> [PROVIDED DATA]:
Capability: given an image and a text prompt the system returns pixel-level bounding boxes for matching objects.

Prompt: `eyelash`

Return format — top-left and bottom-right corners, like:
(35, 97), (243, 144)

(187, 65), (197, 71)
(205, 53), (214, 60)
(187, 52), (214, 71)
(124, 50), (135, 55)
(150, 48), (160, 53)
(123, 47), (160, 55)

> [DIRECTIONS]: Every record must be written out again without any change.

> [SOLUTION BELOW]:
Capability: given an image and a text prompt the system returns pixel-level bounding boxes for matching objects.

Prompt: `eyelash`

Return format — top-left and bottom-right corners, like:
(35, 97), (243, 144)

(187, 65), (197, 71)
(205, 53), (214, 60)
(187, 52), (214, 71)
(124, 50), (135, 55)
(150, 48), (160, 53)
(123, 47), (160, 55)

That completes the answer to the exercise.